• _Stated task 1_:
Answer these questions using the Nexadata guide:
(a) Which file formats does the guide list as supported?
(b) What should be selected from the dropdown menu after clicking Setup?
(c) How many distinct tables does the example document contain?
• _Stated task 2_: Print the portion of the Nexadata guide that begins at the words "The source PDF showing" and ends after the words "Rate Card (3)".

-- Start Quoted passage --

Getting Started with Unstructured Data in Nexadata

Nexadata's Unstructured Data capability allows you to extract structured tables from PDF files, including tables that span multiple pages, and transform them into reusable dataset templates. Once a template is configured, it can be used to consistently process invoices, reports, presentations, and other unstructured documents at scale.

Step 1: Navigate to Unstructured Data

From the top navigation, click Setup, then select Unstructured Data from the dropdown menu. This opens the Unstructured Data library, where you can manage existing import workflows or create a new one.

Step 2: Upload Your PDF File

Click Import Unstructured Data in the top right, then select Create New Import Workflow. You will be prompted to provide a Display Name for the workflow and select a file to upload. Click Choose File, select your PDF, then click Submit Upload to begin processing.

Uploading a PDF file and submitting the import workflow

👉 Supported file formats include PDF, PNG, JPEG, and TIFF.

Step 3: Select and Configure Tables

Once the file is processed, Nexadata will identify all tables found within the document, including those that span multiple pages. To understand how table selection works, it helps to first look at the source PDF. In the example below, the document contains three distinct tables across multiple pages.

The source PDF showing the three tables Nexadata will identify: Invoice Details (1), Detailed Billing spanning multiple pages (2), and the Rate Card (3)

-- End Quoted passage --
-- Start Material shown --

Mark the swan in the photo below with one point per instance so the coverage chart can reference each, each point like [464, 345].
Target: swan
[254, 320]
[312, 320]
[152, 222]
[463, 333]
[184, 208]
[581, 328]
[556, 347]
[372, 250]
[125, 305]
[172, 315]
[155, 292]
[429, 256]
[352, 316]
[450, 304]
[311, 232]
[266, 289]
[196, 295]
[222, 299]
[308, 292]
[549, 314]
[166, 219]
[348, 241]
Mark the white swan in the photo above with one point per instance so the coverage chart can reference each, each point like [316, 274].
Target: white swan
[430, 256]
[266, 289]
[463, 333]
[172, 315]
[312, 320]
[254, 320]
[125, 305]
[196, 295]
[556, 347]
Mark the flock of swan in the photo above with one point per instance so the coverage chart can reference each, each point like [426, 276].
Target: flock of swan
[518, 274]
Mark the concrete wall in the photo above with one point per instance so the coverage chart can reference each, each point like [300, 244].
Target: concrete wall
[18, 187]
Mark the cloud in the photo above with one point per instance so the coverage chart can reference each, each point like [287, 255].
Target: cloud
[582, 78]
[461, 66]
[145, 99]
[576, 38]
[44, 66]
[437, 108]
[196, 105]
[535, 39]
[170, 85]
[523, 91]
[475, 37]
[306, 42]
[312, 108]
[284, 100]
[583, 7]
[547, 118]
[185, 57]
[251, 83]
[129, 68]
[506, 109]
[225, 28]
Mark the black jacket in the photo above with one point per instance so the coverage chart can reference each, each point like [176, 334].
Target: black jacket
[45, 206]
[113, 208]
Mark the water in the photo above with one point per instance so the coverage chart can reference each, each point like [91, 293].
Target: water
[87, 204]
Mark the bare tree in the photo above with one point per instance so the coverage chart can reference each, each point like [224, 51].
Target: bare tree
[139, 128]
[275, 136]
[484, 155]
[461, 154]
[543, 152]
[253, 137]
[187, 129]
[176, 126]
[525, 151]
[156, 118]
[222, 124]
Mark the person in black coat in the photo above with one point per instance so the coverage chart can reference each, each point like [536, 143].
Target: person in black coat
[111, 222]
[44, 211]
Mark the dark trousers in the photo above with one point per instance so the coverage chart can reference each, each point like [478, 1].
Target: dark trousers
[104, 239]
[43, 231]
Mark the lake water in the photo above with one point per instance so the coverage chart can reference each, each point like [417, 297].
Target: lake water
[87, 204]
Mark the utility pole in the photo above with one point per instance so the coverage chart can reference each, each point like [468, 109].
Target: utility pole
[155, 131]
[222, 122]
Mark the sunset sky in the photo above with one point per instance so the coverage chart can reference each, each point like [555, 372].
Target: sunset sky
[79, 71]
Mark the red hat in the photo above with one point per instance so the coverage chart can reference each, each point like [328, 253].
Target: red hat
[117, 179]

-- End Material shown --

• _Correct answer 1_:
(a) PDF, PNG, JPEG, and TIFF
(b) Unstructured Data
(c) Three

• _Correct answer 2_:
The source PDF showing the three tables Nexadata will identify: Invoice Details (1), Detailed Billing spanning multiple pages (2), and the Rate Card (3)